### 正文片段
----

Oct 15, 2022 6 min read ebpf

深入了解 ebpf map

探究 ebpf map 在 kernel 中加载和使用的原理，最后给出两个比较常见的 map 使用的示例

ebpf map 原理

map 创建原理

ebpf 程序需要由用户态进程（程序） load 进内核，由于 bpf syscall 的存在，ebpf map 创建可以大致分两种方式：

用户态进程（程序）通过 bpf syscall 来创建和管理 ebpf map；
内核态在 load ebpf 程序的时候通过解析 ELF 文件的 map section 来创建 ebpf map；

1. 用户态创建 map

用户态直接创建 map 的原理主要是根据 bpf_attr 定义调用 bpf syscall 实现的，具体如下代码所示：

#include <linux/bpf.h>

union bpf_attr my_map_attr {
  .map_type = BPF_MAP_TYPE_ARRAY,
  .key_size = sizeof(int),
  .value_size = sizeof(int),
  .max_entries = 1024,
};

int fd = bpf(BPF_MAP_CREATE, &my_map_attr, sizeof(my_map_attr));

2. 内核态创建 map

在 bpf 程序中添加如下结构体声明即可在 bpf 成加载流程中创建 ebpf map，关键的原理还是在于 kernel 加载 bpf 程序的时候（load_bpf_file()），如果解析 bpf 程序（object 文件）中包括 maps section 定义就会触发 load_maps执行，这其中就包括了 bpf_create_map_node() 和 bpf_create_map_in_map_node() 函数。

💡

注意这里所涉及的 API 特指 libbpf，llvm 在将 bpf 程序的 c 文件编译成 object 文件时会链接 libbpf

struct bpf_map_def SEC("maps") my_bpf_map = {
  .type       = BPF_MAP_TYPE_HASH, 
  .key_size   = sizeof(int),
  .value_size   = sizeof(int),
  .max_entries = 100,
};

ebpf map 管理

map 创建完成之后涉及到的就是 CRUD 了，主要还是 map 相关几个操作函数：

helper:(kernel space)

----

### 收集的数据
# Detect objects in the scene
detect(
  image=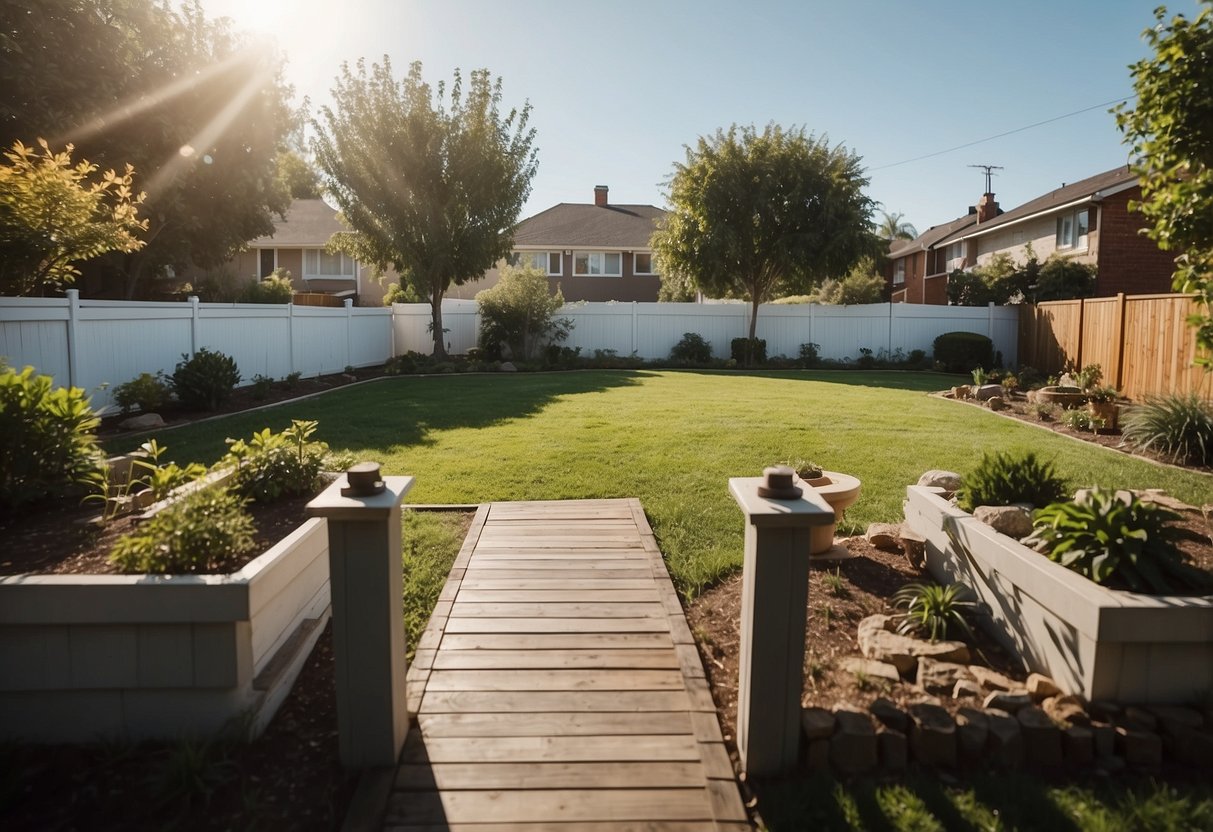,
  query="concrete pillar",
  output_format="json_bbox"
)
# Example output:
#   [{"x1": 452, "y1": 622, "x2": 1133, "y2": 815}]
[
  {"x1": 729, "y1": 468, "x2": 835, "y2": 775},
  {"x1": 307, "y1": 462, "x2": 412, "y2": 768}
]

----

### 任务说明
请接着上面那篇讲 ebpf map 的文章往下写，从最后一行之后开始续写。

### 练习答案
- void *bpf_map_lookup_elem(struct bpf_map *map, const void *key)
- long bpf_map_update_elem(struct bpf_map *map, const void *key,
       const void *value, u64 flags)
- long bpf_map_delete_elem(struct bpf_map *map, const void *key)
- ...

libbpf:(user space)
// https://elixir.bootlin.com/linux/v4.19.261/source/tools/lib/bpf/bpf.c#L299
- int bpf_map_lookup_elem(int fd, const void *key, void *value)
- int bpf_map_update_elem(int fd, const void *key, const void *value,
			__u64 flags)
- int bpf_map_delete_elem(int fd, const void *key)
- ...

ebpf map 使用方法

共享数据

/* example ebpf program from:
 *   https://github.com/bigwhite/experiments/blob/master/ebpf-examples/execve-counter/execve_counter.bpf.c
 */

#include <bpf/bpf_helpers.h>

typedef __u64 u64;
typedef char stringkey[64];

struct {
    __uint(type, BPF_MAP_TYPE_HASH);
    __uint(max_entries, 128);
    //__type(key, stringkey);
	stringkey* key;
    __type(value, u64);
} execve_counter SEC(".maps");

SEC("tracepoint/syscalls/sys_enter_execve")
int bpf_prog(void *ctx) {
  stringkey key = "execve_counter";
  u64 *v = NULL;
  v = bpf_map_lookup_elem(&execve_counter, &key);
  if (v != NULL) {
    *v += 1;
    bpf_map_update_elem(&execve_counter, &key, v, BPF_ANY);
    bpf_printk("map value: %d\n", *v);
  }
  return 0;
}

char LICENSE[] SEC("license") = "Dual BSD/GPL";

/* example userspace program from:
 *   https://github.com/bigwhite/experiments/blob/master/ebpf-examples/execve-counter/execve_counter.c
 */
#include <stdio.h>
#include <unistd.h>
#include <sys/resource.h>
#include <bpf/libbpf.h>
#include <linux/bpf.h>
#include "execve_counter.skel.h"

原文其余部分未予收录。